◆ **TEXT FOR ANALYSIS**:
↓↓↓
Lung cancer is also one of the major effects of high doses of ionizing radiation. Excesses of lung cancer have been reported among some patients who received radiation therapy, and among atomic bomb survivors in Japan (Beebe et al., 1978), where both gamma rays and neutrons were released.
A number of other occupational agents contribute to the incidence of lung cancer: mustard gas, chloromethyl ethers, chromium, nickel, and inorganic arsenic.
Air pollution has been suspected as a cause of lung cancer, but it has been difficult to establish definite links. Of special concern are the effects of the byproducts of the combustion of fossil fuels, most notably polycyclic aromatic hydrocarbons (PAHs). Studies have suggested that exposure to benzo(a)pyrene may increase lung cancer risk. In both urban and rural areas of China, exceptionally high levels of indoor air pollutants from the use of coal for heating and for cooking, along with cigarette use, have been implicated in the high rate of lung cancer (Mumford et al., 1987; Xu et al., 1989). Although suggestive, the association of lung cancer and PAHs has not yet been conclusively demonstrated, as other components of air pollution may also be carcinogenic.
Finally, there is laboratory evidence of a protective effect against lung cancer with increased intake of vitamins A (retinol and precursor carotenes), C, E, selenium, and other micronutrients. Epidemiologic studies have provided support for some of these associations. The clearest and most consistent associations occur with the consumption of fresh fruits and vegetables. Studies show that risk of lung cancer was reduced by as much as 50 percent among those with the greatest compared to those with the least consumption of these foods (Blot and Fraumeni, 1992). The precise component responsible is still uncertain, but most attention has been focused on carotenoids, particularly beta-carotene.
Approximately 12,500 new cases of cancer of the larynx, or voicebox, occur each year, 9,800 in males and 2,700 in females (Boring et al., 1994). It has an incidence pattern similar to that of cancers of the mouth and throat, occurring more often among men than women and more often among blacks than among whites. The annual incidence of laryngeal cancer among U.S. white men is 7.8 cases per 100,000 population, and 1.7 among white women. Among black men, the annual incidence is 13.0 per 100,000, and 2.7 among black women (Ries et al., 1994).
In the United States between 1973 and 1991, the incidence of laryngeal cancer declined 0.6 percent annually in white males, but increased 1.6 percent in white females over the same time. In blacks, the annual incidence increased in both sexes, 0.9 percent in males and 2.3 percent in females (Ries et al., 1994).
Risk factors for laryngeal cancer include tobacco, alcohol, asbestos, and nickel and mustard gas exposure. As with cancers of the lung, mouth, and throat, many cases of laryngeal cancer can be attributed to cigarette smoking. Cigarette smokers have almost a ten-fold greater risk for laryngeal cancer than do nonsmokers, and risk increases with increased cigarette smoking (Wynder et al., 1982). Not only is heavy alcohol consumption a risk factor, but tobacco and alcohol together appear to act synergistically.
↑↑↑
◆ **INSTRUCTIONS TO FOLLOW**:
Please return the part of the text on lung and laryngeal cancer starting with "Finally, there is" and going on through "carotenoids, particularly beta-carotene.", copied word for word. You can do this without the records.

◆ **AVAILABLE DATA**:
↓↓↓
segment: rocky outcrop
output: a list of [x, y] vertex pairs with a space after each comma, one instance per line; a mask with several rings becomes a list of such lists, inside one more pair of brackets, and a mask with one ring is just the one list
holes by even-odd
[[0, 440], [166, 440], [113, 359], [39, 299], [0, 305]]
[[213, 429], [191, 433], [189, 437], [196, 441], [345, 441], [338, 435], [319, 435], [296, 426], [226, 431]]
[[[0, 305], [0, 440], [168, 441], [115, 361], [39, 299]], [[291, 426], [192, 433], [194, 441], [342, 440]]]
↑↑↑
◆ **EXERCISE ANSWER**:
Finally, there is laboratory evidence of a protective effect against lung cancer with increased intake of vitamins A (retinol and precursor carotenes), C, E, selenium, and other micronutrients. Epidemiologic studies have provided support for some of these associations. The clearest and most consistent associations occur with the consumption of fresh fruits and vegetables. Studies show that risk of lung cancer was reduced by as much as 50 percent among those with the greatest compared to those with the least consumption of these foods (Blot and Fraumeni, 1992). The precise component responsible is still uncertain, but most attention has been focused on carotenoids, particularly beta-carotene.